Gestellte Aufgabe
Schreib die Zeilen aller Einträge unten noch einmal ab und tausche dabei „even-odd“ gegen „nonzero“ aus. Alles andere bleibt genau gleich.

[Einträge aus einem Datensatz]
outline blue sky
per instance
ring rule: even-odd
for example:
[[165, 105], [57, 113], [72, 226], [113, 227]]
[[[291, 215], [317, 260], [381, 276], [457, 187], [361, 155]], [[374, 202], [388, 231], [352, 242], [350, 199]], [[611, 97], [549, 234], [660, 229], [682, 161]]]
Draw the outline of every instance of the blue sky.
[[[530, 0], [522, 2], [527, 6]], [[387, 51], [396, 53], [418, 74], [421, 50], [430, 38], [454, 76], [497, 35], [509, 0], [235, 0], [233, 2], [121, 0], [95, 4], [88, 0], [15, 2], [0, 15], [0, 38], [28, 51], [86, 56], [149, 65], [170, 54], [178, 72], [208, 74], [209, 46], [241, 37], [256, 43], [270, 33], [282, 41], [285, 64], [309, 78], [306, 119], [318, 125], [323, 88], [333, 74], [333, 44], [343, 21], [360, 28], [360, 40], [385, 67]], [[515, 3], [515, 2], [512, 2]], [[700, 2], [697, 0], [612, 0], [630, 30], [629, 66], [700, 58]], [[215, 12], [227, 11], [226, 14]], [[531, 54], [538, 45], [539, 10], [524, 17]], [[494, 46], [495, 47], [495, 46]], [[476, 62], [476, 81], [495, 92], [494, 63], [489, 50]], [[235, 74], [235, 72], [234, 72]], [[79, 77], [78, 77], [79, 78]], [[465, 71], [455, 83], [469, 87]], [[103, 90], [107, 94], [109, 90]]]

Antwort dazu
outline blue sky
per instance
ring rule: nonzero
for example:
[[165, 105], [57, 113], [72, 226], [113, 227]]
[[[291, 215], [317, 260], [381, 276], [457, 187], [361, 155]], [[374, 202], [388, 231], [352, 242], [350, 199]], [[611, 97], [549, 234], [660, 229], [682, 161]]]
Draw the outline of every instance of the blue sky.
[[[530, 0], [522, 2], [527, 6]], [[387, 51], [396, 53], [418, 74], [421, 50], [430, 38], [454, 76], [497, 35], [509, 0], [235, 0], [233, 2], [121, 0], [95, 4], [88, 0], [15, 2], [0, 15], [0, 38], [28, 51], [86, 56], [149, 65], [170, 54], [178, 72], [208, 74], [209, 46], [241, 37], [256, 43], [270, 33], [282, 41], [285, 64], [309, 78], [306, 119], [318, 125], [323, 88], [333, 74], [333, 44], [343, 21], [360, 28], [360, 40], [385, 67]], [[515, 3], [515, 2], [512, 2]], [[700, 2], [697, 0], [612, 0], [630, 30], [629, 66], [700, 58]], [[215, 12], [227, 11], [226, 14]], [[531, 54], [538, 45], [539, 10], [524, 17]], [[494, 46], [495, 47], [495, 46]], [[476, 62], [476, 81], [495, 92], [494, 63], [489, 50]], [[235, 74], [235, 72], [234, 72]], [[79, 77], [78, 77], [79, 78]], [[465, 71], [455, 83], [469, 87]], [[103, 90], [107, 94], [109, 90]]]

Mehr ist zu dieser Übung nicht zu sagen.